PROMPT:
Which lines in the listing below contain the word "metal"? Gather every one of them and copy each line out in full.

DATA RECORDS:
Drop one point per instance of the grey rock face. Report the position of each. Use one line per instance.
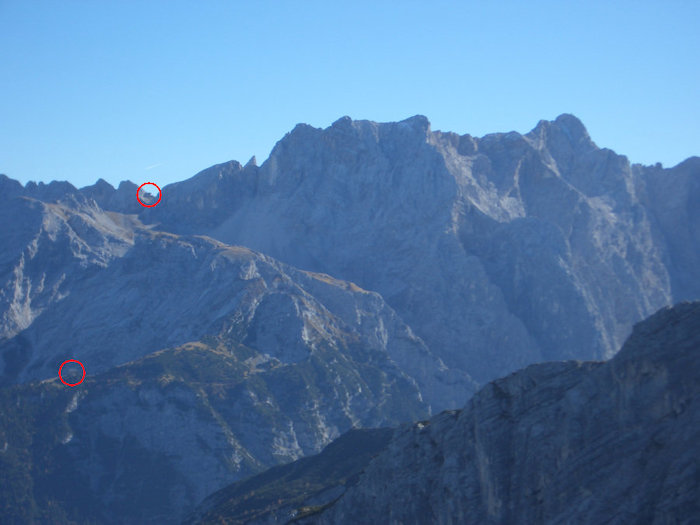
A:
(76, 266)
(569, 442)
(498, 251)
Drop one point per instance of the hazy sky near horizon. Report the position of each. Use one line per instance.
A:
(158, 90)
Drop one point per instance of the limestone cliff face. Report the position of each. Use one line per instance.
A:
(498, 251)
(613, 442)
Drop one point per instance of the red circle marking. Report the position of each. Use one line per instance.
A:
(61, 377)
(160, 194)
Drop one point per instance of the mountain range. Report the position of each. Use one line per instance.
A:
(365, 275)
(566, 442)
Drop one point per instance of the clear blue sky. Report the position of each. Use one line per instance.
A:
(158, 90)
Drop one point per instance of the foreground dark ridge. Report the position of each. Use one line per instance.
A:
(613, 442)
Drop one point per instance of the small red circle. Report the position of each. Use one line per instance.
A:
(61, 377)
(160, 194)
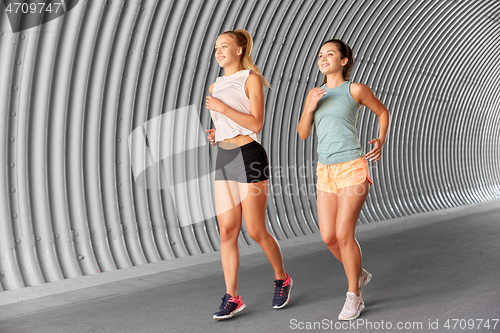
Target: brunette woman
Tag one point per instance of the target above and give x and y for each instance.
(342, 170)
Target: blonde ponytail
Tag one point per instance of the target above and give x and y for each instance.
(245, 41)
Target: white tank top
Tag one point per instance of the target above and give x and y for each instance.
(231, 90)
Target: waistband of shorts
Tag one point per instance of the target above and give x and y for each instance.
(246, 146)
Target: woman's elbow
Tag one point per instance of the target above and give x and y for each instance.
(302, 135)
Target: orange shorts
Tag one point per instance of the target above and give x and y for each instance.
(334, 176)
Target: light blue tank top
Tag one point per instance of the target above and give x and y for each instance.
(335, 119)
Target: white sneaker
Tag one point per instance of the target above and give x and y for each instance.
(352, 307)
(364, 279)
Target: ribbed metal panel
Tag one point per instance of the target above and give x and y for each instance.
(115, 86)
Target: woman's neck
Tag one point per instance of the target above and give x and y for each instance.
(230, 70)
(334, 80)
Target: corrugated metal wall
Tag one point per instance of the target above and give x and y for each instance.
(80, 94)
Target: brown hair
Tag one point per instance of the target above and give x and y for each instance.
(244, 40)
(346, 52)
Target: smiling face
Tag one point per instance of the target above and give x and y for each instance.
(330, 59)
(226, 50)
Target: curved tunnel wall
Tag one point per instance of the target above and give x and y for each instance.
(113, 87)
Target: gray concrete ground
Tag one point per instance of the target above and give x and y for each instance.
(432, 272)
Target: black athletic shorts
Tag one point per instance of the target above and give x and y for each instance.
(244, 164)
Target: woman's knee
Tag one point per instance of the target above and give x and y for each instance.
(345, 238)
(228, 233)
(257, 234)
(330, 240)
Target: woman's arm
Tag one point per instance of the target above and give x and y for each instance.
(306, 121)
(253, 121)
(363, 95)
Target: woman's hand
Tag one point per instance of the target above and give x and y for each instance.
(376, 152)
(211, 135)
(215, 104)
(316, 95)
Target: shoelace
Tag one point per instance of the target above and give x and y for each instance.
(225, 302)
(278, 288)
(350, 303)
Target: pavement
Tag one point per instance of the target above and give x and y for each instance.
(432, 272)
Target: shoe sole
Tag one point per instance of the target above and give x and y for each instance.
(231, 314)
(361, 308)
(287, 299)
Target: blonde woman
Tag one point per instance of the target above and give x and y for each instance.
(343, 179)
(236, 105)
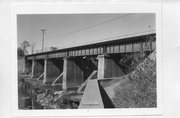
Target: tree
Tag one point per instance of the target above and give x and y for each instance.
(32, 47)
(25, 45)
(20, 52)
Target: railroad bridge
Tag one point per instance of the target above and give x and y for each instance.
(71, 67)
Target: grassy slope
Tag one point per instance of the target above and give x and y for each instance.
(137, 89)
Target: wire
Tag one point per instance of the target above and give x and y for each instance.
(86, 28)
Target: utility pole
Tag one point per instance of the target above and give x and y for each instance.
(43, 32)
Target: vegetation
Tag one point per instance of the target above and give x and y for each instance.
(136, 89)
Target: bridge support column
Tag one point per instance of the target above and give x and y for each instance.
(64, 84)
(101, 66)
(108, 67)
(45, 71)
(37, 68)
(32, 68)
(52, 69)
(72, 74)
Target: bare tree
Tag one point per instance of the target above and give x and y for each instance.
(32, 47)
(25, 45)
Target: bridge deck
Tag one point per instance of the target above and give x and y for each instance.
(125, 45)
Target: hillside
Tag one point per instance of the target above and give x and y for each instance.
(135, 90)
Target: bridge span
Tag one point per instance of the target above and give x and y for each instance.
(71, 67)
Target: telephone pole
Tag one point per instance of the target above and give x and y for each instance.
(43, 32)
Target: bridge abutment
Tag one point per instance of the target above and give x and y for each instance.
(108, 67)
(52, 69)
(37, 68)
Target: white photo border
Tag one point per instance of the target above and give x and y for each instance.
(74, 8)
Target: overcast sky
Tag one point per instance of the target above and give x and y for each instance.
(67, 30)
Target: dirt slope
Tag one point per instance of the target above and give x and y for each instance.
(137, 89)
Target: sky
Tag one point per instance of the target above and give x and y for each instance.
(69, 30)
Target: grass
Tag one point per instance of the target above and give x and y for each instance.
(136, 89)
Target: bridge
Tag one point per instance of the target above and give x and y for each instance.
(72, 67)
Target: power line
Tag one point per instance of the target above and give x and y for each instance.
(43, 31)
(89, 27)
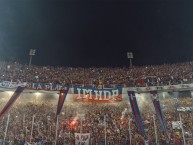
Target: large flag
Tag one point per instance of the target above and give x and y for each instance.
(158, 109)
(82, 138)
(62, 97)
(11, 101)
(136, 112)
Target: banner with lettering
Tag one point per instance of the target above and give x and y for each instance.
(97, 95)
(46, 86)
(82, 138)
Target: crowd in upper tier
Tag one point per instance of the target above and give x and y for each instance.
(137, 76)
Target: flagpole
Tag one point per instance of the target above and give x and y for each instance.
(155, 129)
(182, 129)
(56, 130)
(105, 129)
(6, 129)
(32, 127)
(130, 131)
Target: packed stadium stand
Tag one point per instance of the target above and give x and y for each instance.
(32, 117)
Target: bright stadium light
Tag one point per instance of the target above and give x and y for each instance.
(130, 57)
(31, 53)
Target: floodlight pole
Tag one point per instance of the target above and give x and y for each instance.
(31, 53)
(130, 57)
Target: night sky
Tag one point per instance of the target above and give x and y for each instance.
(96, 32)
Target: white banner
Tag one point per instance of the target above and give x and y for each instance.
(82, 138)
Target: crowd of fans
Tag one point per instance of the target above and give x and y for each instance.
(117, 114)
(137, 76)
(117, 117)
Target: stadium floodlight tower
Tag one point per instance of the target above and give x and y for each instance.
(130, 57)
(31, 53)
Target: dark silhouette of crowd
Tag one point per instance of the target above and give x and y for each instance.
(117, 117)
(153, 75)
(117, 114)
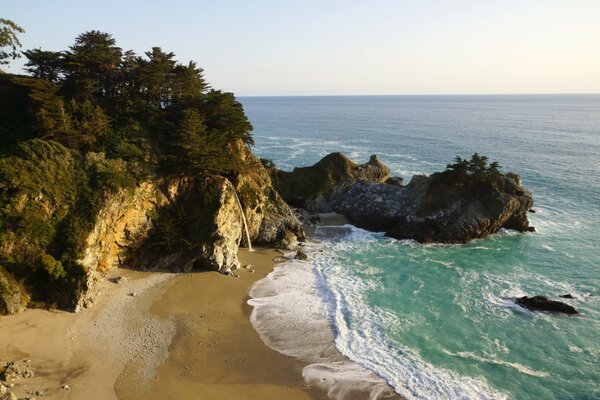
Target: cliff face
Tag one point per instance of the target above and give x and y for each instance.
(271, 221)
(56, 248)
(436, 208)
(121, 226)
(309, 187)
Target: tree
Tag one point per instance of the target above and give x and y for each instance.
(44, 64)
(224, 114)
(199, 151)
(91, 66)
(156, 77)
(8, 38)
(188, 85)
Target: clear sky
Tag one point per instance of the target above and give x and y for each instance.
(297, 47)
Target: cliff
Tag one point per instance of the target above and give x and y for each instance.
(441, 208)
(306, 187)
(56, 247)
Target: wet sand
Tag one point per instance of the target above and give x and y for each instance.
(216, 353)
(156, 336)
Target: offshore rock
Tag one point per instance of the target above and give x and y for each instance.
(542, 303)
(438, 208)
(310, 187)
(13, 298)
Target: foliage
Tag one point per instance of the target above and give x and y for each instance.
(44, 64)
(267, 163)
(8, 38)
(462, 178)
(476, 169)
(90, 121)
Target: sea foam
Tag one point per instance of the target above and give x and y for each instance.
(300, 311)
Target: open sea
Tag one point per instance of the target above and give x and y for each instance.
(438, 322)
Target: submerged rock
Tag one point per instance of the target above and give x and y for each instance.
(542, 303)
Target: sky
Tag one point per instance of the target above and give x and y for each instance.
(334, 47)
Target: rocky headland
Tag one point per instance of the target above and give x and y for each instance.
(445, 207)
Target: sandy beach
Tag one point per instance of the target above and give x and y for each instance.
(158, 335)
(155, 336)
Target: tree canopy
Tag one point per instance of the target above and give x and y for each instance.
(8, 38)
(96, 97)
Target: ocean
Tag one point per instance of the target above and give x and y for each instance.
(438, 321)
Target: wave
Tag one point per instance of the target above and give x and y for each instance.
(313, 313)
(292, 319)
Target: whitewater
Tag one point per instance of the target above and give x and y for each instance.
(431, 321)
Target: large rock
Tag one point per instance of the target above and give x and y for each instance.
(271, 222)
(200, 229)
(309, 187)
(436, 208)
(13, 298)
(121, 226)
(542, 303)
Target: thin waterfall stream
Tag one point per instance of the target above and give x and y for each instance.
(244, 220)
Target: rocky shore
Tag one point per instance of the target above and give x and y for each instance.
(440, 208)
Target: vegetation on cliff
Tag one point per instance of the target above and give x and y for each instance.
(86, 123)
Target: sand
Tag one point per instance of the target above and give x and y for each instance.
(216, 353)
(156, 336)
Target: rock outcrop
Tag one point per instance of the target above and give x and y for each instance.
(542, 303)
(57, 249)
(439, 208)
(13, 298)
(271, 222)
(309, 187)
(200, 229)
(121, 226)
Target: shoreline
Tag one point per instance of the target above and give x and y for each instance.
(162, 335)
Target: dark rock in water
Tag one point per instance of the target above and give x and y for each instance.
(315, 219)
(542, 303)
(395, 180)
(440, 208)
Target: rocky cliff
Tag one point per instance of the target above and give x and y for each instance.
(62, 234)
(440, 208)
(308, 187)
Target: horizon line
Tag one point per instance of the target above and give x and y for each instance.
(424, 94)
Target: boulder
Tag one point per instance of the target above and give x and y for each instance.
(305, 187)
(542, 303)
(13, 298)
(271, 222)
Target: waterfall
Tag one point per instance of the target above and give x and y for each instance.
(244, 219)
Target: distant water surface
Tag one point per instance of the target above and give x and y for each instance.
(438, 321)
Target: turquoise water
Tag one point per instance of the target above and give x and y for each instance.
(438, 321)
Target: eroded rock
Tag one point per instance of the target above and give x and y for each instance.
(542, 303)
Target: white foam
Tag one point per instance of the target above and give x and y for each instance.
(302, 311)
(493, 360)
(291, 318)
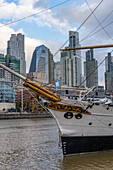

EXERCISE RESULT:
Target: ribbed metal panel
Target: corrugated metal wall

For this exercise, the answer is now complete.